▶ **PASSAGE DU TEXTE**:
###
L’histoire du groupe depuis sa créa­tion est jalon­née par des inno­va­tions géné­rées par sa capa­ci­té d’adaptation. Ini­tia­teur et pro­mo­teur de la ban­cas­su­rance dans les années 1970 pour appor­ter à la classe moyenne la pano­plie com­plète de ser­vices lui per­met­tant de se consti­tuer un patri­moine qu’il pro­tège. Pro­mo­teur des ser­vices ban­caires en ligne, du mobile-ban­king, pour accom­pa­gner le socié­taire-client dans ses déplacements.

En Europe, les banques coopé­ra­tives ont amor­cé un mou­ve­ment de concen­tra­tion en pre­nant conscience que l’élargissement du mar­ché domes­tique à plus de 500 mil­lions de consom­ma­teurs avec la mise en place de la mon­naie unique allait conduire à des phé­no­mènes de dilu­tion des parts de mar­ché et que des alliances pour atteindre la taille cri­tique sur ce nou­veau mar­ché étaient nécessaires.

En France, la recon­fi­gu­ra­tion du pay­sage ban­caire natio­nal a sou­vent été le fait des banques coopé­ra­tives. Le Cré­dit Agri­cole reprend Indo­suez en 1996, puis le Cré­dit Lyon­nais ; Les Banques Popu­laires reprennent Natexis en 1997, puis créent en 2009 avec les Caisses d’épargne le groupe BPCE ; Cré­dit Mutuel rachète le CIC en 1998, puis Cofidis.

Les banques coopé­ra­tives ont évo­lué. Elles ont fait la preuve de leur qua­li­té et de leur capa­ci­té à s’adapter pour res­ter fidèles à leur mis­sion : être au ser­vice des socié­taires. Nos aînés auraient du mal à recon­naître les petites CMDP qu’ils ont créées dans des cen­taines de petites com­munes rurales alors que l’accès au cré­dit, donc à la moder­ni­sa­tion et au pro­grès, était inac­ces­sible pour les popu­la­tions rurales peu moné­ta­ri­sées et sans patrimoine.

Confiance, proximité, dialogue, durée

Être banque, c’est maî­tri­ser les élé­ments qui fondent ce métier : l’intermédiation finan­cière, la ges­tion des risques, la com­pé­tence tech­no­lo­gique. Cela induit tech­ni­ci­té, fonds propres, effi­cience, c’est-à-dire des éco­no­mies d’échelle, le par­tage des moyens, l’adaptabilité des struc­tures, la performance.

Être banque coopé­ra­tive, c’est accom­pa­gner ses membres et les inci­ter à s’engager en four­nis­sant des ser­vices de qua­li­té à juste prix, c’est assu­rer la péren­ni­té de l’entreprise en anti­ci­pant les besoins chan­geants des socié­taires et clients ; c’est main­te­nir en per­ma­nence une dif­fé­rence, une ori­gi­na­li­té qui fait contre­poids à la ten­dance à la bana­li­sa­tion ; ce qui implique confiance, proxi­mi­té, dia­logue, durée.
###
▶ **DONNÉES EXTRAITES**:
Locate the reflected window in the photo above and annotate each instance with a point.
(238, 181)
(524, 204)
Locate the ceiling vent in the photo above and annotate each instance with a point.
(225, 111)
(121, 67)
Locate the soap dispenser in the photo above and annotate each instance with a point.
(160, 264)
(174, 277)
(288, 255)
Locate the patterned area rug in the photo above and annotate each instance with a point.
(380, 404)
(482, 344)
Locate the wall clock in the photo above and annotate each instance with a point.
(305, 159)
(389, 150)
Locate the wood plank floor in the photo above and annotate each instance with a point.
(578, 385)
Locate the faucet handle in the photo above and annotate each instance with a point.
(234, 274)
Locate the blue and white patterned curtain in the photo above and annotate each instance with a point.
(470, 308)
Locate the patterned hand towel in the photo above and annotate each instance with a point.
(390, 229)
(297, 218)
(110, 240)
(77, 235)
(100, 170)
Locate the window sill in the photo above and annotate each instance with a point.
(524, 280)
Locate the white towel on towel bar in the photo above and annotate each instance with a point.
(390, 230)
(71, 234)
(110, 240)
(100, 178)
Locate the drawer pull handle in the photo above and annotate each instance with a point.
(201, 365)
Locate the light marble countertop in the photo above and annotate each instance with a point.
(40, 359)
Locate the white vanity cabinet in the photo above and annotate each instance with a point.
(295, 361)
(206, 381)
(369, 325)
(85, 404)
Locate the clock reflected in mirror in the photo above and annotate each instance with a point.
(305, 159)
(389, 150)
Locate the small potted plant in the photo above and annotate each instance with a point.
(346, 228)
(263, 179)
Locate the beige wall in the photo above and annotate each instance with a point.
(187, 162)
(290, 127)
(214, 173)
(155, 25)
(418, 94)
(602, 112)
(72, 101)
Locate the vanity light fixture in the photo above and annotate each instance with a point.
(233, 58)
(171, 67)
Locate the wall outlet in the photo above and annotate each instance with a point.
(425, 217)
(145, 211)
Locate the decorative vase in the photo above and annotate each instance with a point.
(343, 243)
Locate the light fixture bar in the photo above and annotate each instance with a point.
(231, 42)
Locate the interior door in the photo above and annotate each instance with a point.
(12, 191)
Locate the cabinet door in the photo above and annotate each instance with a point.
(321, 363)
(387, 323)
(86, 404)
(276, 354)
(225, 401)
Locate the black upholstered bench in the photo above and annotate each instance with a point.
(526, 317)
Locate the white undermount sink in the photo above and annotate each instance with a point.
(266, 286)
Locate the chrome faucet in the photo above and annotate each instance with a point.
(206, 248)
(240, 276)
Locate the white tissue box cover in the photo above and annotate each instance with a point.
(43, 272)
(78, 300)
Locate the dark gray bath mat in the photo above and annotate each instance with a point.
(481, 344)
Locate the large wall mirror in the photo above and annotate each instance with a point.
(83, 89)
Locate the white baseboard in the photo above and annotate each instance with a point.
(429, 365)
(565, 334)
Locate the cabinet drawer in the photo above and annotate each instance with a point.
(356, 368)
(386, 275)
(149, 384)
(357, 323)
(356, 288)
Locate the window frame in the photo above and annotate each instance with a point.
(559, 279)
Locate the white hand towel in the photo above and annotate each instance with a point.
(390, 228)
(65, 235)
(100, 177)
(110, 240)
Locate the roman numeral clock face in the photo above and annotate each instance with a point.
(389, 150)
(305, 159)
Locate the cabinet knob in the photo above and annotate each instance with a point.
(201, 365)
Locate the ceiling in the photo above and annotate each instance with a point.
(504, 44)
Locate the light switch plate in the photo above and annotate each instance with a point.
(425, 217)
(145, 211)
###
▶ **TRAVAIL DEMANDÉ**:
1. D'après le texte sur les banques coopératives, quel groupe les Banques Populaires créent-elles en 2009 avec les Caisses d'épargne ?
2. Prolongez le texte sur les banques coopératives à partir de sa dernière phrase.

▶ **RÉPONSES PAR CONSIGNE**:
1. Le groupe BPCE.

2.
La règle du double regard

La gou­ver­nance des banques mutua­listes s’organise de longue date autour d’un équi­libre entre, d’une part, le conseil d’administration et son pré­sident (repré­sen­tant les socié­taires qui l’élisent selon le prin­cipe « une per­sonne, une voix ») et, d’autre part, le direc­teur géné­ral exécutif.

Bien notées
Les agences de nota­tion, après avoir été long­temps très réser­vées sur le modèle coopé­ra­tif et sa gou­ver­nance, com­mencent à recon­naître sa vali­di­té et sa per­ti­nence. Elles consi­dèrent même que cela consti­tue un réel atout consti­tu­tif de leur réus­site économique.
L’agence Fitch constate que les groupes ban­caires coopé­ra­tifs fran­çais tels que Cré­dit Agri­cole, groupe BPCE et CM-CIC mènent une stra­té­gie peu ris­quée et axée sur les volumes, qui, bien que s’exposant à des marges faibles, per­met un ren­for­ce­ment des bilans.
Les banques coopé­ra­tives conti­nuent à conso­li­der ain­si leurs sources de finan­ce­ment en atti­rant davan­tage de dépôts de la clientèle.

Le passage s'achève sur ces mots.